● **READING PASSAGE**
────

\section{Active AMF Learning}

In this section, we propose an active AMF 
learner based on Definition \ref{def_AMFlearner} 
and derive its sample complexity. 

Our key idea is to label instances 
that are fairly close to their neighbors 
but receive fairly different predictions from 
some hypothesis. We characterize such 
instances using a set 
\begin{align}
\label{eq:contrset}
\begin{split}
\mathcal{C}_{\alpha,\beta}(H) 
= \{& (x,x') \in X \times X; \exists h \in H, \\ 
&\ d(x,x') \leq \alpha,\ |h(x) - h(x')| > \beta\}.
\end{split}
\end{align}
Next, we design a counter AMF coefficient, 
which will be used to derive the complexity. 
\begin{definition}
The counter $(\alpha,\beta)$ AMF coefficient 
with respect to a hypothesis class $H$ is 
\begin{equation}
\label{def:coef}
\xi_{\alpha,\beta} = \sup_{r > 0} \frac{\Pr \{ 
(x,x') \in \mathcal{C}_{\alpha,\beta} 
(\mathcal{B}_{\alpha,\beta}(r)) \}}{r}, 
\end{equation}
where $\mathcal{B}_{\alpha,\beta}(r) 
= \{ h \in H; \Delta_{\alpha,\beta} (h) \leq r\}$ 
is the set of hypotheses that are 
$(\alpha,\beta,r)$ AMF.
\end{definition}
Intuitively, the coefficient measures the 
largest volume of instance pairs that do not 
contribute to the fairness achievable in a 
hypothesis class. We could expect it to be 
smaller if hypotheses are more fair.

────

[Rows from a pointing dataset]
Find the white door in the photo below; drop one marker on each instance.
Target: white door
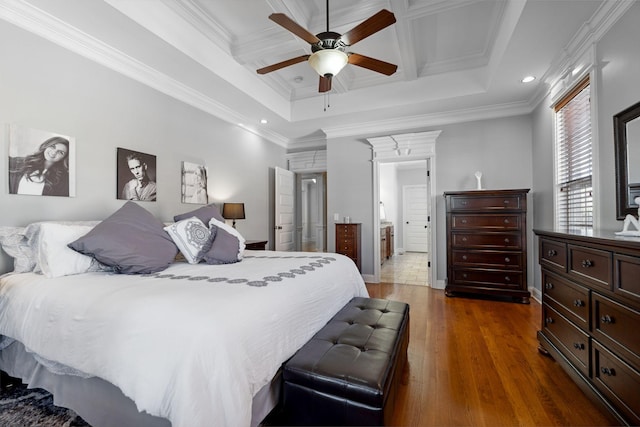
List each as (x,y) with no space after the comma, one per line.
(284,206)
(415,218)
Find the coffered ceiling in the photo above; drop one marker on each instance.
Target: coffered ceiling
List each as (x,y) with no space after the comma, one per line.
(457,59)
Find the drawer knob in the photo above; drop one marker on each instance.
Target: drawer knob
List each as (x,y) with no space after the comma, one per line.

────

Pick up the section on active AMF learning right after its last sentence and keep writing it.

● **ANSWER FOR THE TASK**
For conciseness, we will omit the subscripts 
in $\xi_{\alpha,\beta}$ whenever they are 
clear from the context.

The proposed active AMF learner is shown  
in Algorithm \ref{alg:optPAMFL2}. In each 
round, it trains model $h$ on the labeled 
set using the AMF learner, and then labels 
instances that are close to the training 
data but receive different predictions from $h$. 
It is clear that all labeled instances 
fall in $\mathcal{C}_{\alpha,\beta}(H)$.  
The fairness coefficients $\alpha,\beta$ are 
assumed preset by the problem, and we can 
stop labeling when a desired AMF degree is achieved.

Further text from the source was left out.